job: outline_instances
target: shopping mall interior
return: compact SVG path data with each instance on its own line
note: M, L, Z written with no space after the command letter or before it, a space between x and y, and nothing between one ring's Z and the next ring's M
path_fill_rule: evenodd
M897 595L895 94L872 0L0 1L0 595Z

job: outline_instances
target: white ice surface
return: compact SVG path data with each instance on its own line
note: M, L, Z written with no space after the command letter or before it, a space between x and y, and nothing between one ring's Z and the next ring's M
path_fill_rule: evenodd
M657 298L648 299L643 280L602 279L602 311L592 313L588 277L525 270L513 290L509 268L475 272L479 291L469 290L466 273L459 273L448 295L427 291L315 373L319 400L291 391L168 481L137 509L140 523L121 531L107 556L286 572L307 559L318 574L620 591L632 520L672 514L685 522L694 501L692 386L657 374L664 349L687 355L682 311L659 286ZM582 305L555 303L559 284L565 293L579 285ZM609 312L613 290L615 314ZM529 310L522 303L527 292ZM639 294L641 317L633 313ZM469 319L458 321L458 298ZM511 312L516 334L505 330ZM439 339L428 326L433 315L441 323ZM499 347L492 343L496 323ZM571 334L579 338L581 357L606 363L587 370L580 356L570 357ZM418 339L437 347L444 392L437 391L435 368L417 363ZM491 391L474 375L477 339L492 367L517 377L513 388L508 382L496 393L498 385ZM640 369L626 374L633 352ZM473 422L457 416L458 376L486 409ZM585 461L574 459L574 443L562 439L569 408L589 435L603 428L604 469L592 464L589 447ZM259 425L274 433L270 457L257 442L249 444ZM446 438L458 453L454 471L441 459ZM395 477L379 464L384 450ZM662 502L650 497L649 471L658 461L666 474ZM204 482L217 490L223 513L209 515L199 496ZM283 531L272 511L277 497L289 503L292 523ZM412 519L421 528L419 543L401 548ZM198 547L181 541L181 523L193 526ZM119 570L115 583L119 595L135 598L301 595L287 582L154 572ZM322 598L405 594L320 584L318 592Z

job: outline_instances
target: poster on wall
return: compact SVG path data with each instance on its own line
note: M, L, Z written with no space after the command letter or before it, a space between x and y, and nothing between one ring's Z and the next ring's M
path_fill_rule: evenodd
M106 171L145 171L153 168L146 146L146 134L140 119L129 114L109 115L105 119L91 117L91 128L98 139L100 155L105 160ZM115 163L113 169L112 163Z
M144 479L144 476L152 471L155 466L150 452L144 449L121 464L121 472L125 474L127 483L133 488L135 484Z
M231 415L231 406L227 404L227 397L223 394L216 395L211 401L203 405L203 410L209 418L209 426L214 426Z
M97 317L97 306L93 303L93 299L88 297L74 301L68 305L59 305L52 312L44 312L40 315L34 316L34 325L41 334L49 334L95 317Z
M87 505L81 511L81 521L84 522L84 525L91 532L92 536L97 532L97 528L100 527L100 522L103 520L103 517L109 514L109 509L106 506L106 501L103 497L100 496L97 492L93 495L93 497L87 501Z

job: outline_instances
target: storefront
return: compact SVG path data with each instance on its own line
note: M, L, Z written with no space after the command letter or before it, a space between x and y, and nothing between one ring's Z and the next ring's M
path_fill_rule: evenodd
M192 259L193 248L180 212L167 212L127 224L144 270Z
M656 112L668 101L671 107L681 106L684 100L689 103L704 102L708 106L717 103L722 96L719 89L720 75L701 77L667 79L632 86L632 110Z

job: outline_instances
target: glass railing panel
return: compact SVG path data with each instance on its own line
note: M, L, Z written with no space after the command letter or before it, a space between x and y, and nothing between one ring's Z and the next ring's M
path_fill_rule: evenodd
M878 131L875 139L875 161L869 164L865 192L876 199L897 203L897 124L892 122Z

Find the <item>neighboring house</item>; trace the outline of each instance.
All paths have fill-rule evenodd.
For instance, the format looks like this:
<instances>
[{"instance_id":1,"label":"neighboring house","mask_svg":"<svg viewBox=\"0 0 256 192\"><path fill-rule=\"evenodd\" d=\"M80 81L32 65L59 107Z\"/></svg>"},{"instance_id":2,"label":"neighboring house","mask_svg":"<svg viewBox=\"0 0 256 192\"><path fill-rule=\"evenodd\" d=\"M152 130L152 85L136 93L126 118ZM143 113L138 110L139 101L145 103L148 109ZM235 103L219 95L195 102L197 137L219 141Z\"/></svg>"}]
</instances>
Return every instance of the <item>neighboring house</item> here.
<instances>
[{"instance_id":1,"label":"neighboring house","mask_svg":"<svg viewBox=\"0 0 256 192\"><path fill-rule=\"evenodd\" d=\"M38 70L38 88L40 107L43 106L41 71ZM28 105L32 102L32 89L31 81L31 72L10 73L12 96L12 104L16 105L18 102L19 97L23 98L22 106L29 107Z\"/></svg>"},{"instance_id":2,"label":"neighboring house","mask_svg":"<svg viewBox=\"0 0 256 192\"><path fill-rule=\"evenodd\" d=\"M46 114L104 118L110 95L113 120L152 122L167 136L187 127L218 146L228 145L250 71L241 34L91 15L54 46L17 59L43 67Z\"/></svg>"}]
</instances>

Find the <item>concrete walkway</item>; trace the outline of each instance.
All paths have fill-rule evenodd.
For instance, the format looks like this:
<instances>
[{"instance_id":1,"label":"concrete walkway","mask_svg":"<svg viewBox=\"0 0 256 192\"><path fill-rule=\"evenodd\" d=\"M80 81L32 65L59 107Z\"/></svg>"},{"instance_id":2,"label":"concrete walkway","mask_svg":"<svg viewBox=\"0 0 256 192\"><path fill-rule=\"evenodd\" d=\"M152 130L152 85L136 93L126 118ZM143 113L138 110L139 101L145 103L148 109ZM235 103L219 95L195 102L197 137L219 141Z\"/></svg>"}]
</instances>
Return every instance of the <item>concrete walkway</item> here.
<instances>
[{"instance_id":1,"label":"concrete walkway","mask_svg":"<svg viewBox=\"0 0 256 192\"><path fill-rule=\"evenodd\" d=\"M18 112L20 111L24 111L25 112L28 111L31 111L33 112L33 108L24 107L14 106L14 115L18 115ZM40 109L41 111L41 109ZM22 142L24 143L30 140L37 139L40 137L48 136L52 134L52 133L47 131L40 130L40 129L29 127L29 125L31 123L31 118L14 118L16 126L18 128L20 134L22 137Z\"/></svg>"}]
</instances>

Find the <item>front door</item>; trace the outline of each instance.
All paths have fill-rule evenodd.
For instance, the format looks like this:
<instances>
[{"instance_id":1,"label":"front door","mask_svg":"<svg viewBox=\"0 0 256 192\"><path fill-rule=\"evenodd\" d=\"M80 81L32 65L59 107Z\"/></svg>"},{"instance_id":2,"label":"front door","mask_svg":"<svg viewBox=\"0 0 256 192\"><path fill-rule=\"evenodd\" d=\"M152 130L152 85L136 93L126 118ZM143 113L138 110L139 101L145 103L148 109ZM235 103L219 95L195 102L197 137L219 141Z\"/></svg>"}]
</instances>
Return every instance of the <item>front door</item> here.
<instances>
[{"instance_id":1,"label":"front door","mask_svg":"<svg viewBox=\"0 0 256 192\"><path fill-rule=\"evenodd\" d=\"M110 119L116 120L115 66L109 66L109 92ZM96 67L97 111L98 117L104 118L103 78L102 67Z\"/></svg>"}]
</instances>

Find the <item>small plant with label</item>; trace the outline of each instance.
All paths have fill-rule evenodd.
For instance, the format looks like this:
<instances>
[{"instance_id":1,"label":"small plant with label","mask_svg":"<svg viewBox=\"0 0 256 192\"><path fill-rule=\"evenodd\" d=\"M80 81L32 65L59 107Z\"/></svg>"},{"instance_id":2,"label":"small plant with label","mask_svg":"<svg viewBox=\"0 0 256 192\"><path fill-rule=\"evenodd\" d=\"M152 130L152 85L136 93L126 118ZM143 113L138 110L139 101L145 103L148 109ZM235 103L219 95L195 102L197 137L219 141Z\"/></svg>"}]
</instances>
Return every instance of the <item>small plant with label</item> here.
########################################
- _SET PROBLEM_: Take the line with "Find the <item>front" and all lines after it through the end of the records, and write them out exactly; include nothing else.

- _WRITTEN SOLUTION_:
Find the <item>front door</item>; trace the outline of each instance.
All paths have fill-rule evenodd.
For instance, the format looks like this:
<instances>
[{"instance_id":1,"label":"front door","mask_svg":"<svg viewBox=\"0 0 256 192\"><path fill-rule=\"evenodd\" d=\"M80 81L32 65L59 107Z\"/></svg>"},{"instance_id":2,"label":"front door","mask_svg":"<svg viewBox=\"0 0 256 192\"><path fill-rule=\"evenodd\" d=\"M152 130L152 85L136 93L126 118ZM143 113L138 110L139 101L145 103L148 109ZM235 103L219 95L195 102L197 137L219 141Z\"/></svg>"}]
</instances>
Return every instance of the <item>front door</item> here.
<instances>
[{"instance_id":1,"label":"front door","mask_svg":"<svg viewBox=\"0 0 256 192\"><path fill-rule=\"evenodd\" d=\"M110 119L116 120L115 66L109 66L109 92ZM96 67L97 111L98 117L104 118L103 78L102 67Z\"/></svg>"}]
</instances>

Find the <item>small plant with label</item>; trace the outline of each instance.
All paths have fill-rule evenodd.
For instance, the format looks like this:
<instances>
[{"instance_id":1,"label":"small plant with label","mask_svg":"<svg viewBox=\"0 0 256 192\"><path fill-rule=\"evenodd\" d=\"M80 81L32 65L59 107Z\"/></svg>"},{"instance_id":2,"label":"small plant with label","mask_svg":"<svg viewBox=\"0 0 256 192\"><path fill-rule=\"evenodd\" d=\"M152 130L152 85L136 93L126 118ZM143 113L138 110L139 101L145 103L148 109ZM235 103L219 95L195 102L197 137L219 141Z\"/></svg>"}]
</instances>
Return every instance of the <item>small plant with label</item> here.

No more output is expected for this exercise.